[Excerpts of location labeling data]
[Start]

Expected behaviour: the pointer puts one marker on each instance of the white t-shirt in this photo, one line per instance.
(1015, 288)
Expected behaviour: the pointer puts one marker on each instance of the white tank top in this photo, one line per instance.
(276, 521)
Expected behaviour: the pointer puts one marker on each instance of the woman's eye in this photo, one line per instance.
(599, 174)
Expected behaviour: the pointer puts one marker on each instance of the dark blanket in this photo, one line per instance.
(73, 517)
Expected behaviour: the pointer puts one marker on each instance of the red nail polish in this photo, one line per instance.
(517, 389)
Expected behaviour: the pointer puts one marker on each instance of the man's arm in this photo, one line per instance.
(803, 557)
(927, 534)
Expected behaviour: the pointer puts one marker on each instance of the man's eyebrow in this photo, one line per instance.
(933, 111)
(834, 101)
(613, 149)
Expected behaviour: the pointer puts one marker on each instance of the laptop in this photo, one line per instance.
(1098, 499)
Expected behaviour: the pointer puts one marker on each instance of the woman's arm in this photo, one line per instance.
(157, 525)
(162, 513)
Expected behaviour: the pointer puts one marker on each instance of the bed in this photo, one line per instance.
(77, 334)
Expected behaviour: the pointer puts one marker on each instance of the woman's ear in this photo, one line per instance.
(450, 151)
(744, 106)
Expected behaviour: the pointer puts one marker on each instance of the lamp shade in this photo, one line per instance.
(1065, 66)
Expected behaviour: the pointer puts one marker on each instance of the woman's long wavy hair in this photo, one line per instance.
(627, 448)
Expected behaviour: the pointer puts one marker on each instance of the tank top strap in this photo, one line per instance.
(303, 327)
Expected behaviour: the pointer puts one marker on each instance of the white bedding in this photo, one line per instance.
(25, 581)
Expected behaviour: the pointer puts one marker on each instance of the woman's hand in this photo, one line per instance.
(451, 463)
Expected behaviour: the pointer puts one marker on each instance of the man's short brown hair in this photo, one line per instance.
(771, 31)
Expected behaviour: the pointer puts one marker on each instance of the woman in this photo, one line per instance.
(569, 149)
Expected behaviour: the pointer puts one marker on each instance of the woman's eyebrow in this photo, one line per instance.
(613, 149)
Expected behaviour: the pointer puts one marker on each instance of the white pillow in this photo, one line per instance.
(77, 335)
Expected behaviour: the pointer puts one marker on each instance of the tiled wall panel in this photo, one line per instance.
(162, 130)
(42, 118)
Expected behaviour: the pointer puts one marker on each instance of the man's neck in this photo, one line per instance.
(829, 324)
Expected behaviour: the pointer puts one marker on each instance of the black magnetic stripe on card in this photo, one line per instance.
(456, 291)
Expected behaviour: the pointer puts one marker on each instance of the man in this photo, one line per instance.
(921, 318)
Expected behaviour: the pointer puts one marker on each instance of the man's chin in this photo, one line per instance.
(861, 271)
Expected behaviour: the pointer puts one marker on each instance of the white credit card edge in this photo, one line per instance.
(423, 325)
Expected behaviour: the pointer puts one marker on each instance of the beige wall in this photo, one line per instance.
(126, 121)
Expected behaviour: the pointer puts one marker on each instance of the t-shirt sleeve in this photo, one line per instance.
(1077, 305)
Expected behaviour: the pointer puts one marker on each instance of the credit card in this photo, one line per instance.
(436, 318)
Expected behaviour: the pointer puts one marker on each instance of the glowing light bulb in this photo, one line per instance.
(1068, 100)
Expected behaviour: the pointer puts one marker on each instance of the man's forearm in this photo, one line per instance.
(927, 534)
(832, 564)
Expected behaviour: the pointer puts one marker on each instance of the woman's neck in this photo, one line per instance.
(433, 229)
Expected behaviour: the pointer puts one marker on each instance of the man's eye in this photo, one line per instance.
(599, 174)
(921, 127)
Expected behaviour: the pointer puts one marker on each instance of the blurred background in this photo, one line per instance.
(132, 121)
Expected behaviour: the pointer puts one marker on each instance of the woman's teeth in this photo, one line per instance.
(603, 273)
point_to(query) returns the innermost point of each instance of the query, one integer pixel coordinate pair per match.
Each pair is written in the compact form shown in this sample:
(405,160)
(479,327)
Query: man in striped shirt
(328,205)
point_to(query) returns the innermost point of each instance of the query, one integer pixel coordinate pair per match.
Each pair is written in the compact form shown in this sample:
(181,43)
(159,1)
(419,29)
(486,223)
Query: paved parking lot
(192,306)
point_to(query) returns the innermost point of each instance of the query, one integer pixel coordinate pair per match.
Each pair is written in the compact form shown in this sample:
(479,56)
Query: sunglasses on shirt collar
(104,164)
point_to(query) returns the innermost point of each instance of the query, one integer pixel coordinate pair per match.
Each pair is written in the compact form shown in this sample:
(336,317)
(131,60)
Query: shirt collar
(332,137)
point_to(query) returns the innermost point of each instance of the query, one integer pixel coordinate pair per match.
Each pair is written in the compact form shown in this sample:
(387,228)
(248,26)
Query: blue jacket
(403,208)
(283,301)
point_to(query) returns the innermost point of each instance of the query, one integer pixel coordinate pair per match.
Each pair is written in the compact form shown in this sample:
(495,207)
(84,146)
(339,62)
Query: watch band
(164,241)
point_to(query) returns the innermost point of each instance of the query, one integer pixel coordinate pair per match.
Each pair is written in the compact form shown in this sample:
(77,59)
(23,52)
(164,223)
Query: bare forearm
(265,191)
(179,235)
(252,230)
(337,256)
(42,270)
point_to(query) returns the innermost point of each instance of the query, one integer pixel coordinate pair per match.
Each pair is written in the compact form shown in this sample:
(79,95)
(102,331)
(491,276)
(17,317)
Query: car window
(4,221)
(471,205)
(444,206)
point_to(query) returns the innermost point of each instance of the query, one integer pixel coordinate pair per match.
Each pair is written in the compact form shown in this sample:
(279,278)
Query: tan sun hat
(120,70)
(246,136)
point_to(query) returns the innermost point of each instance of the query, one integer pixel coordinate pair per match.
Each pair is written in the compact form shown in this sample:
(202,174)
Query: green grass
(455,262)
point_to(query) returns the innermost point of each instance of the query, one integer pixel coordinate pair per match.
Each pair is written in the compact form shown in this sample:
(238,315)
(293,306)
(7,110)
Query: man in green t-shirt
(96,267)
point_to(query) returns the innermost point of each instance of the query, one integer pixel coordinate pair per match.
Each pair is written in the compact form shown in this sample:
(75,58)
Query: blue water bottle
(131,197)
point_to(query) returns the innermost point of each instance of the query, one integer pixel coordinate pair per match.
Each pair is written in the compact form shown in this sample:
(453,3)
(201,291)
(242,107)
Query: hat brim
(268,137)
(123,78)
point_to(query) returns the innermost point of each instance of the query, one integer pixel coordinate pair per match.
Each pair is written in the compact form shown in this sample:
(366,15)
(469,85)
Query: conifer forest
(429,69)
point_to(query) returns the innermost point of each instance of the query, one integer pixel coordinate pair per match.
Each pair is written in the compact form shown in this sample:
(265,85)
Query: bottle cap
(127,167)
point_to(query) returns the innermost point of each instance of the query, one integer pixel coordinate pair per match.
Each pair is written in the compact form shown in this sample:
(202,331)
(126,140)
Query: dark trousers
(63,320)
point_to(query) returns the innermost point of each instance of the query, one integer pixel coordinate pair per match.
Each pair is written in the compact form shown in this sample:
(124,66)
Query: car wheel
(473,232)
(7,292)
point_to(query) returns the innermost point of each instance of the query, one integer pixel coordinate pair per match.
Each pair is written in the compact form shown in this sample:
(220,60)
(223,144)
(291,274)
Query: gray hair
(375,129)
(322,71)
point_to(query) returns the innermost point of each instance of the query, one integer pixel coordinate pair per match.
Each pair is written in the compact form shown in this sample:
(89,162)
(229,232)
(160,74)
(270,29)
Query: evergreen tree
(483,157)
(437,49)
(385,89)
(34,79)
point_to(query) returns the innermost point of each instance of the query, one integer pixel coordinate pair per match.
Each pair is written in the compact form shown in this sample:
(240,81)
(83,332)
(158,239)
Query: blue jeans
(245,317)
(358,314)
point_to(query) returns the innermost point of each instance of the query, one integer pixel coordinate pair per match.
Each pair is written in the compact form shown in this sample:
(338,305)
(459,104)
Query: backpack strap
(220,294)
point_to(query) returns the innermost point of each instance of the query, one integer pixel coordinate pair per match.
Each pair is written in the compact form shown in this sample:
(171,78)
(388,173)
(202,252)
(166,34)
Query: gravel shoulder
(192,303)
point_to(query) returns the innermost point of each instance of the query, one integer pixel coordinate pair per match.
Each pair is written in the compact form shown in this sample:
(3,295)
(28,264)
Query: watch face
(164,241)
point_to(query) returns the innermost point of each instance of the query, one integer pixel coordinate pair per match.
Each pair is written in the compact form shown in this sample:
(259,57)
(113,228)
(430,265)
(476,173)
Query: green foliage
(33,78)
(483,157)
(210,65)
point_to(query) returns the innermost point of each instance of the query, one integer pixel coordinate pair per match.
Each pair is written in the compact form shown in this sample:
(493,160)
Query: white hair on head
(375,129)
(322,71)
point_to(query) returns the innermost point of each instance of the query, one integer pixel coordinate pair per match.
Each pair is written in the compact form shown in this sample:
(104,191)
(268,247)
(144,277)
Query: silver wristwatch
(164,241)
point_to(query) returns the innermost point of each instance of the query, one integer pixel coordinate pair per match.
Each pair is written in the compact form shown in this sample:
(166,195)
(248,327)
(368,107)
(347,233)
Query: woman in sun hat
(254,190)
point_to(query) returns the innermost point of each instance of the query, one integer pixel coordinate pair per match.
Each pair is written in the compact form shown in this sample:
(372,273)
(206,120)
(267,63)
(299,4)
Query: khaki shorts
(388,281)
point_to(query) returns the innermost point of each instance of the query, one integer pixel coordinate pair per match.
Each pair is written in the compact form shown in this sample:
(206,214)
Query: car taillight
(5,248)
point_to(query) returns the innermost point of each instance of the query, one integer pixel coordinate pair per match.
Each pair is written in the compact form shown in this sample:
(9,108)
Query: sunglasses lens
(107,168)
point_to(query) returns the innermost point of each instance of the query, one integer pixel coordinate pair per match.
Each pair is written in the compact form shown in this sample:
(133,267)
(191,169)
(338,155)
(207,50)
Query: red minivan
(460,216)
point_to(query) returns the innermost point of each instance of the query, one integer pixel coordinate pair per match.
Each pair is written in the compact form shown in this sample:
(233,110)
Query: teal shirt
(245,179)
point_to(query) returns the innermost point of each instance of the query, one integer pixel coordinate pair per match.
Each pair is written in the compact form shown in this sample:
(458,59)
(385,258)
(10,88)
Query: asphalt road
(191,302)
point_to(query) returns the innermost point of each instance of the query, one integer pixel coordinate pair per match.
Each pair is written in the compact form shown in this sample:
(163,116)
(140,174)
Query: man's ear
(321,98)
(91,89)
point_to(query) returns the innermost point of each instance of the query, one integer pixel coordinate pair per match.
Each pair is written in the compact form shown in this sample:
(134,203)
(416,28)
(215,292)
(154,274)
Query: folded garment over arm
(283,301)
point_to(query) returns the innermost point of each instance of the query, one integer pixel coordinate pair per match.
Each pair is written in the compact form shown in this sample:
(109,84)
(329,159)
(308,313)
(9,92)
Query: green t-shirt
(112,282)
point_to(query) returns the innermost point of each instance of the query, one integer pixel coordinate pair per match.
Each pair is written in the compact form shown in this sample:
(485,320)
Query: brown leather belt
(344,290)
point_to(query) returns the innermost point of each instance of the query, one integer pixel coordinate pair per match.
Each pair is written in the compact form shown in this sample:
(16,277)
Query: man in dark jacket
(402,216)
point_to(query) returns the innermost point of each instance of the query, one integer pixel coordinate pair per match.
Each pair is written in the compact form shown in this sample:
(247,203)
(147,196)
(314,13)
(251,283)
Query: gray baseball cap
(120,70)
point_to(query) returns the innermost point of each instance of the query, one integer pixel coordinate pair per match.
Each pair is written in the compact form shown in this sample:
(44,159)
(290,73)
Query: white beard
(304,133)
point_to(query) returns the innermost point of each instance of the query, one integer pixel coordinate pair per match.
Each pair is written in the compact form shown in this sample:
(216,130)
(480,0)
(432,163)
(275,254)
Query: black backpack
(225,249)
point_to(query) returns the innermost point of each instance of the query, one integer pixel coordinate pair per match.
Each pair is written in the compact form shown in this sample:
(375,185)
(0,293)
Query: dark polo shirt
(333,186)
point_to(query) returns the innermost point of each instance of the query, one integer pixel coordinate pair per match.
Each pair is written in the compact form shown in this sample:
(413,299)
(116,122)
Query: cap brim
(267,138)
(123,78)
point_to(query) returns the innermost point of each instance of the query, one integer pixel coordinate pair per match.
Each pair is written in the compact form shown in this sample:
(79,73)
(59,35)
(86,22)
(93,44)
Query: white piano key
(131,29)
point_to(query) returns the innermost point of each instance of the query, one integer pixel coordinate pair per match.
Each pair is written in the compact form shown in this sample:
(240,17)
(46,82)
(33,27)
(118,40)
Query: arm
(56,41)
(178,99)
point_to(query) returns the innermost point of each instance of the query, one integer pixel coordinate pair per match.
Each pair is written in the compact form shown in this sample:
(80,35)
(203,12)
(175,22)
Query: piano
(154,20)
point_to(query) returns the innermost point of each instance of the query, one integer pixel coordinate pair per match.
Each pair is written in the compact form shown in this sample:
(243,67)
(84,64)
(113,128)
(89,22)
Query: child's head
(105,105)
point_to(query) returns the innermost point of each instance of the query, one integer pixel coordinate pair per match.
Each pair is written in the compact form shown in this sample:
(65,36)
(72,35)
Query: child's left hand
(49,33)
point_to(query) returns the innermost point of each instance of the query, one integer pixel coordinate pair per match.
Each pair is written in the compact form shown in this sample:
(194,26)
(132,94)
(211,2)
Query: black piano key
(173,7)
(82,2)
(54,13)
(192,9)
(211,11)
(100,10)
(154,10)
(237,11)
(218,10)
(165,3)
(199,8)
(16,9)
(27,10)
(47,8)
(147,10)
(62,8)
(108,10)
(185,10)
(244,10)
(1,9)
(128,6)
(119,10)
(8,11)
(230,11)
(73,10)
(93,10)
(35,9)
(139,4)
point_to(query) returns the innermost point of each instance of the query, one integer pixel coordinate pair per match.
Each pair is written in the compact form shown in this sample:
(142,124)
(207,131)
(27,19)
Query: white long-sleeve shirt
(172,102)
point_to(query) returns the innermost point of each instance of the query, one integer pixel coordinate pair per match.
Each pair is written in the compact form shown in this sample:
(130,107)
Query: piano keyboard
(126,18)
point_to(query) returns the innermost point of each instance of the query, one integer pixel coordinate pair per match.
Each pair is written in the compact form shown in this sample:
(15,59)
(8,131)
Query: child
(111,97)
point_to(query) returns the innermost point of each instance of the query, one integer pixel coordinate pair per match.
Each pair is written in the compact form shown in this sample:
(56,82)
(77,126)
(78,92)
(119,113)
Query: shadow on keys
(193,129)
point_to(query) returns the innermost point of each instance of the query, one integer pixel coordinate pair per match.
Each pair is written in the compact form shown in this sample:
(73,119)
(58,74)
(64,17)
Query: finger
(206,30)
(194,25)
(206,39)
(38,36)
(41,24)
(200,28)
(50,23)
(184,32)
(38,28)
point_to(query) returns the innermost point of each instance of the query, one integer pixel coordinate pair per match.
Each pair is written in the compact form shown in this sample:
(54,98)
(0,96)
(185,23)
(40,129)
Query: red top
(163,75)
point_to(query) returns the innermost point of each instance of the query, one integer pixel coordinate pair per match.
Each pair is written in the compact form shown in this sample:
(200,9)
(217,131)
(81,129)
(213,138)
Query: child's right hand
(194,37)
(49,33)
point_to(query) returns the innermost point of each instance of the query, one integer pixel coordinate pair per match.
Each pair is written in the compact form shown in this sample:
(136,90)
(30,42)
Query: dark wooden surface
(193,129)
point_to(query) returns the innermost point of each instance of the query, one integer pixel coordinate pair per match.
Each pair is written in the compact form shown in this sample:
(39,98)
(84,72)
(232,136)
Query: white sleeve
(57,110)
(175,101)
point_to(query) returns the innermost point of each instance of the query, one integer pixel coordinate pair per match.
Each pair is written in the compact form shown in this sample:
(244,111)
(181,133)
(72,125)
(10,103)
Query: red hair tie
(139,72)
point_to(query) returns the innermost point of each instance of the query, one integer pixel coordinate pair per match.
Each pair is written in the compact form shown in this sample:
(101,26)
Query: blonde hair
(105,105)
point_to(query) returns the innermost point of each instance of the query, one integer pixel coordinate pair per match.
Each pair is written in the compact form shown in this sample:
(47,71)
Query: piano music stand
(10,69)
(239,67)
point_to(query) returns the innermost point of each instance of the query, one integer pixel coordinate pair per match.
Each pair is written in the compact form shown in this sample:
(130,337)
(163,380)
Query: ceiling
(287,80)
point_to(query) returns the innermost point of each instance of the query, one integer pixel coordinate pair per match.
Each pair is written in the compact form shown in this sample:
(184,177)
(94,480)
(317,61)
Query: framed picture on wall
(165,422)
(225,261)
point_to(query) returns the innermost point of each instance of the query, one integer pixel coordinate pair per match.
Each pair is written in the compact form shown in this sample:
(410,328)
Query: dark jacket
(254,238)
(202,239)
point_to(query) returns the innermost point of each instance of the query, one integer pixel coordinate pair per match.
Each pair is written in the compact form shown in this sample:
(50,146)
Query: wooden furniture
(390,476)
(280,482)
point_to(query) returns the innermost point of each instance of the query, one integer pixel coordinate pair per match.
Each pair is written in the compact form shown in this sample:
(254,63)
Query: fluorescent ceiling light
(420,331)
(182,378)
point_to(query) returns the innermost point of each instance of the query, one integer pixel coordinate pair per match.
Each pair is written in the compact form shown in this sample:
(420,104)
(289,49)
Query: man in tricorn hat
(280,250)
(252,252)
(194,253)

[End]

# What this task involves:
Report every line in the rows above that contains the string "forearm", copying each line in full.

# Response to this exercise:
Expected behaviour: the pointer puts one marker on each instance of the man's forearm in this photo, one line per instance.
Query: bare forearm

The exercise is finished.